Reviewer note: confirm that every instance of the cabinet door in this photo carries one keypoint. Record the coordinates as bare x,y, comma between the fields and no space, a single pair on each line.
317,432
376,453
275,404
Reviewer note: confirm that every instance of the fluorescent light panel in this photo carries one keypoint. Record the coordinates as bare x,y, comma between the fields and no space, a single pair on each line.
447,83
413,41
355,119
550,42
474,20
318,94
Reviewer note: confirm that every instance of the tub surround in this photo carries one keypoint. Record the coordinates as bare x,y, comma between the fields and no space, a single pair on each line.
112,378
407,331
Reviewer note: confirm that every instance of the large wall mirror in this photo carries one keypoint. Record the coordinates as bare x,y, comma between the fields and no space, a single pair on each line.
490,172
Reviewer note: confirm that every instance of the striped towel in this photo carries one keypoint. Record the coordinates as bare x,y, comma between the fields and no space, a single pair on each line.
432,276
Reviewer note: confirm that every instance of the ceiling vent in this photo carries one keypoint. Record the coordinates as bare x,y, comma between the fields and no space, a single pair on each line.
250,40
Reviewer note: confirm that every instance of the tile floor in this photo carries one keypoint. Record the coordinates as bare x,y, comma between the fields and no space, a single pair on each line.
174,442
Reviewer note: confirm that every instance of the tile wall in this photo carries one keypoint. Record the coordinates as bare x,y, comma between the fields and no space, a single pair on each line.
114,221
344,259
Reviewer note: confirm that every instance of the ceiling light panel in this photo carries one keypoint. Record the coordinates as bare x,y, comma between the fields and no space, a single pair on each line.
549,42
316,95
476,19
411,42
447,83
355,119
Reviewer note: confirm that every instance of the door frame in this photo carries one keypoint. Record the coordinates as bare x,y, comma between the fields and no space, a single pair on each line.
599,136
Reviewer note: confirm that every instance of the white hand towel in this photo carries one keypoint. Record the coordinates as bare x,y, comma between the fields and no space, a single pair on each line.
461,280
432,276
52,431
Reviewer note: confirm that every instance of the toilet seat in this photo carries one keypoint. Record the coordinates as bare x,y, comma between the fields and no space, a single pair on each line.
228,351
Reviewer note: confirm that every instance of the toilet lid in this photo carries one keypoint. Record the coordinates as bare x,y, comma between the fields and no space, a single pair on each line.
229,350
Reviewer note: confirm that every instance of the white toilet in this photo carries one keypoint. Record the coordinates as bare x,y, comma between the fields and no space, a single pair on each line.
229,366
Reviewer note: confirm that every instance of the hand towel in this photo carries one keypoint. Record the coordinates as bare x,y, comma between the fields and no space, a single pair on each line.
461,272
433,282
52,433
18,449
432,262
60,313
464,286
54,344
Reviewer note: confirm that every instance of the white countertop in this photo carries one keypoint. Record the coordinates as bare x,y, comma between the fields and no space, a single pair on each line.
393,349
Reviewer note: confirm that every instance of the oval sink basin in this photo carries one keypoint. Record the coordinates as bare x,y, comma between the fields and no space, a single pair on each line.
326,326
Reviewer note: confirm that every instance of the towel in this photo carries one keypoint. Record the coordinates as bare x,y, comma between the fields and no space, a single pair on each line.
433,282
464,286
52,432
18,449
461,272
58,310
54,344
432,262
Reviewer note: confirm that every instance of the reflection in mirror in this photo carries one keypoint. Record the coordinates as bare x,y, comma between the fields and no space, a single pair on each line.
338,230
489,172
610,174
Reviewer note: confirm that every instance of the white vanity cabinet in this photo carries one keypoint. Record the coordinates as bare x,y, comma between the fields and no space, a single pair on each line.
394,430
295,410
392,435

........

Work request: The answer must be an exact transcription of every record above.

Answer space:
Reviewer note: confirm that every instance of the cabinet door in this photo carries one keypoint. Record the coordinates as bare x,y, comma between the fields and no space, a single pair on each line.
317,432
376,453
275,404
Reviewer note: confirm that every instance of the fluorescent light panel in this photo carries one keypoint. Record the coordinates as bare x,y, comma between the fields and no space, a single pair on each line.
447,83
413,41
355,119
550,42
474,20
318,94
Reviewer note: confirm that every instance of the tub surround in this photo carries one keypoint. Record the coordinates as bare x,y, comma between the fields and no space, a single pair on each line.
112,378
407,331
Reviewer note: confirm that every instance of the large wall mirror in this photo carries one keypoint. Record the coordinates as bare x,y, comma between the fields and no space, a single pair on each line.
490,172
Reviewer note: confirm that every instance of the striped towel in this photo carries one keypoint. Record the coordinates as bare x,y, comma between the fields and no space, a single pair on each line.
432,276
Reviewer note: confirm that every instance of the ceiling vent in this photo carries one keypoint. Record the coordinates as bare x,y, comma between the fields and no space, a single pair on each line.
250,40
Reviewer note: confirm that every instance of the tile floor in this photo carries one keypoint. Record the coordinates as bare x,y, comma between the fields and no space, a single pair on each line.
174,442
Reviewer note: confirm that every instance of the tile wall in this photo carries one keypoint. Record the coordinates as bare x,y, comma between the fields and no space, a single pair on each line.
114,221
344,259
Reviewer note: confirm that every instance of the ceiling light panel in this photo carries one keypoint. Record the coordinates as bare x,y, comma between the fields and no space, a single pair on each line.
549,42
316,95
476,19
411,42
447,83
355,119
Reviewer note: confirm that every instance of the door frame in this photo carries one keypoint. Record the coordinates as bare x,y, comma between the fields and no space, a single pair on each line.
599,136
Reviewer note: confirm that every instance of the white hand towel in this photo carries one keypoint. Record the coordinates as bare x,y, comma between the fields and no space, a single pair on each line.
461,280
432,276
52,431
Reviewer note: confirm that every instance of the toilet seat in this photo carries one keypoint. Record the coordinates as bare x,y, comma between the fields and no space, a single pair on each line.
228,351
Reviewer note: confirm that every instance of the toilet lid in this photo carries one keypoint. Record the coordinates as bare x,y, comma between the fields and no space, a single pair on each line.
229,350
Reviewer note: confirm that every instance of the white toilet in this photo carries one keypoint. Record the coordinates as bare x,y, comma between the fields and no space, a single pair on each line.
229,366
Reviewer note: confirm that every instance of the hand towel in this photo carries one keypoint. Record the coordinates as bare x,y, comma between the fields and no space, a single pair on each line.
461,272
433,282
52,433
18,449
432,262
60,313
464,286
54,344
Reviewer note: confirm that every instance of the white countertop in this photo carries one keypoint. Record the coordinates as bare x,y, comma between the fields and no space, a single pair on each line.
393,349
Reviewer note: confirm that every instance of the oval sink basin in this photo carries one keypoint. Record the coordinates as bare x,y, comma between the fields and no space, a single pair on each line.
326,326
Reviewer note: confirm that every instance of the towel in this photo carries one keypoint. Record the coordinates as bare x,y, comma between the fields and no space, a single pair on each line.
433,282
464,286
52,432
18,449
461,272
58,310
54,344
432,262
Reviewer note: confirm that every instance of the reflection in mirror in this photo carries one keypoint. Record the coordinates as bare x,y, comma between the fields and no space, a single pair on each line.
338,230
489,172
610,174
Reviewer note: confirm that every instance of the white vanity cabinet in this photo carries one keypoint. Record the coordinates as bare x,y, comma between the fields and no space, a single pair on each line.
394,430
295,410
392,435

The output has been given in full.